— begin —

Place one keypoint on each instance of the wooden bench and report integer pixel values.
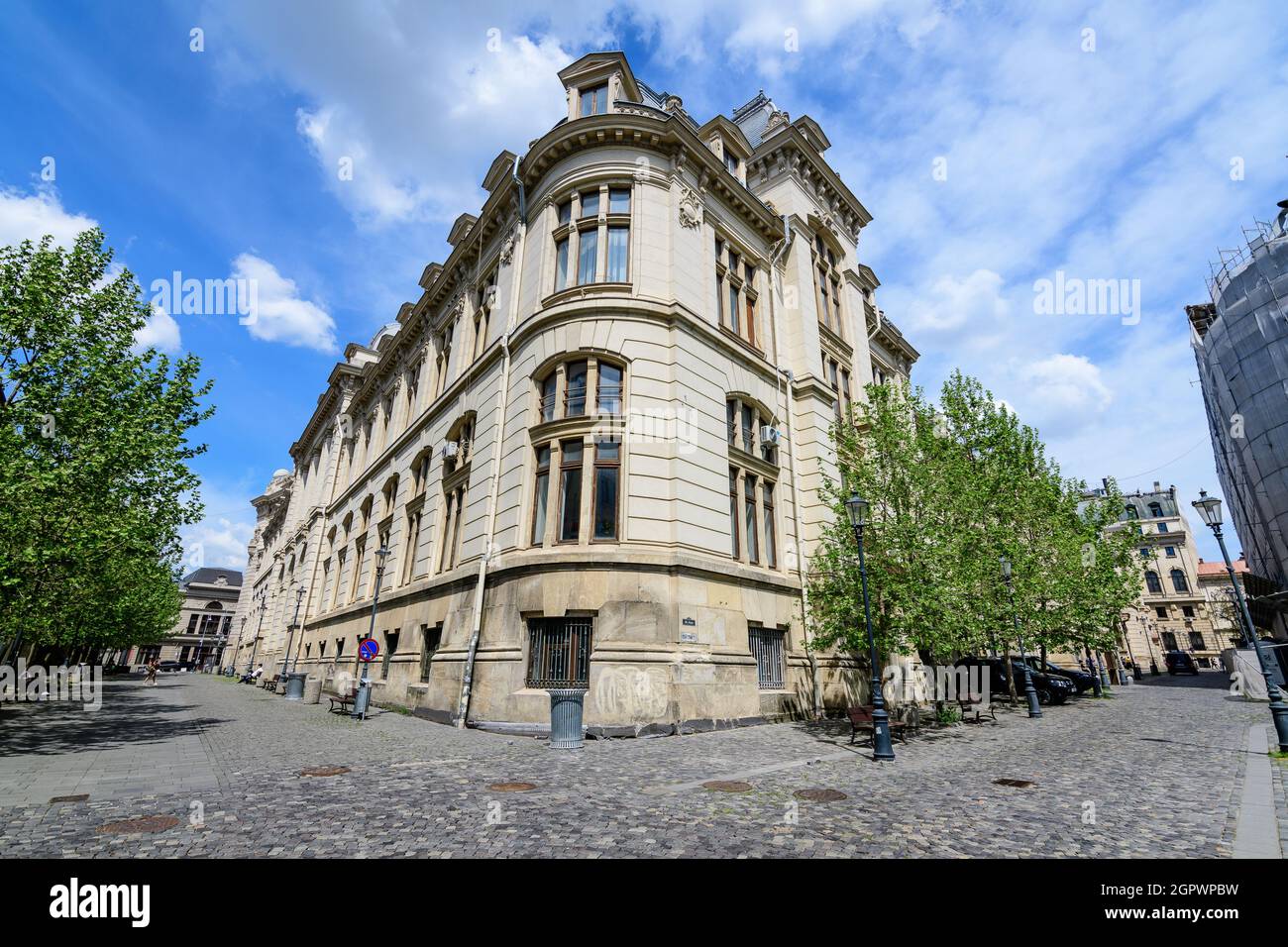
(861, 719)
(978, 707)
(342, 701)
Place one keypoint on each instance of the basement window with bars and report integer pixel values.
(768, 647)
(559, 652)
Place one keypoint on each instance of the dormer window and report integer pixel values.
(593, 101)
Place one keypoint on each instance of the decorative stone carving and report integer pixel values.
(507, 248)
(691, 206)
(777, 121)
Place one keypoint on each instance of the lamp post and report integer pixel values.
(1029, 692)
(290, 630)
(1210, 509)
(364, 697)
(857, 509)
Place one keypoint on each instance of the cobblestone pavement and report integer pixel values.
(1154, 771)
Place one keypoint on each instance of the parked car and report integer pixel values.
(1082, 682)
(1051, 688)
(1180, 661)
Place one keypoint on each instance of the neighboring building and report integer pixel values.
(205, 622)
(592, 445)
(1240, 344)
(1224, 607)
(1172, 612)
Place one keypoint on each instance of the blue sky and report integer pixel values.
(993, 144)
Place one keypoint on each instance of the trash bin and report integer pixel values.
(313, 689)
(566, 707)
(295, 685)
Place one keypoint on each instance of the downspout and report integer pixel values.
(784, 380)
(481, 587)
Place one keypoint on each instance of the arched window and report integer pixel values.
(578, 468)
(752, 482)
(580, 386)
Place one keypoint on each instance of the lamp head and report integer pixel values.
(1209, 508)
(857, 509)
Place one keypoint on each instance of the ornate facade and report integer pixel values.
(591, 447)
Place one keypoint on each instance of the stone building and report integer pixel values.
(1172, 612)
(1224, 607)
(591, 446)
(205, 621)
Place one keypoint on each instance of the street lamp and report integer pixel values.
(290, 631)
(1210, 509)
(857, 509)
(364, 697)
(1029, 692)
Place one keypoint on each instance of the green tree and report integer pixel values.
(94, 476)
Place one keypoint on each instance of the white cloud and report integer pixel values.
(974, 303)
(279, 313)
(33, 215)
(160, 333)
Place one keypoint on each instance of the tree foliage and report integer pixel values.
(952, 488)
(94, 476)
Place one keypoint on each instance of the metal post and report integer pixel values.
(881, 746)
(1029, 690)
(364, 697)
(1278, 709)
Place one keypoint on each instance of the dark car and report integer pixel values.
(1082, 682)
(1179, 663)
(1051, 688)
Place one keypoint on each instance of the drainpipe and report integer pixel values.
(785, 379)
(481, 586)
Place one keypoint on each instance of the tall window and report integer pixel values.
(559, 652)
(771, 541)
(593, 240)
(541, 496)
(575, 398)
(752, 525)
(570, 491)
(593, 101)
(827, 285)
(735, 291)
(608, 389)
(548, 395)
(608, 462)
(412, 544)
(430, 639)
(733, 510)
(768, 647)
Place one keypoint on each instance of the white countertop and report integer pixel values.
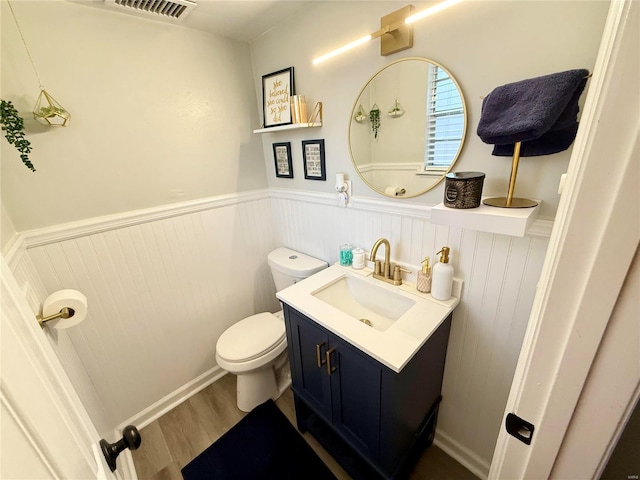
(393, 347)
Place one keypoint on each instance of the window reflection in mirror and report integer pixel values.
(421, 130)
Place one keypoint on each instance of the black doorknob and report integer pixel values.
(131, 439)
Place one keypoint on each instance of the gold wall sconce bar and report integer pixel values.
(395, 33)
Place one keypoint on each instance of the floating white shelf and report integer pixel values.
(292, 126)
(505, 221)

— end —

### OBJECTIVE
Scale the entries: begin at the line that has "Place one keypoint on each instance of the lamp head" and stop after the last line of the entries. Give every line again, requests included, with each x and y coordinate in the answers multiplied by 0.65 and rounded to a whole number, halves up, and leave the pictures out.

### SOLUTION FOR THIS TASK
Place one keypoint on each instance of the lamp head and report integer pixel values.
(786, 330)
(557, 331)
Place one keypoint on each instance of the ornate facade and report integer pixel values.
(384, 291)
Place one keypoint on each instance of the stone building and report integer pixel values.
(762, 398)
(796, 395)
(384, 290)
(133, 404)
Place one keypoint on each instance of the street lamp and report integer pixel values.
(189, 410)
(787, 331)
(557, 331)
(237, 453)
(669, 450)
Place one keypoint on each instance of the green tree and report integer pixel values.
(61, 309)
Place one keypoint on each instance of the white cloud and report integer pixel values.
(633, 197)
(181, 203)
(21, 140)
(104, 216)
Place one keypoint on each instance of the tree foliage and report integer pixel values.
(619, 317)
(61, 309)
Place one keypoint on each instance of the metal post and report integer pixel values.
(573, 485)
(669, 449)
(237, 453)
(831, 461)
Place one keypoint on each instance of the dark car and report integer pixel values.
(703, 443)
(766, 431)
(683, 447)
Place one keypoint on each instance of the drainpipe and report integer pixel values.
(510, 246)
(313, 381)
Place one keypoint on each instance of the tall window and report integer pixel values.
(363, 424)
(501, 352)
(385, 156)
(352, 322)
(374, 259)
(489, 341)
(371, 319)
(385, 66)
(538, 185)
(478, 189)
(395, 253)
(356, 257)
(395, 300)
(268, 354)
(280, 415)
(476, 332)
(499, 421)
Place one keypoint on each instance of the white countertop and report integer pixel values.
(255, 226)
Place one keypoint on each instance of the window reflection in mirror and report integer pixel values.
(274, 85)
Place one keypoint on each instance of the black doorknob and report integer pixel values.
(85, 285)
Place one keypoint on each instance of the gold wall sconce bar and report integer pixel values.
(257, 21)
Place one keypoint on each instance of the floating white shelf and report integer pixel values.
(190, 82)
(328, 144)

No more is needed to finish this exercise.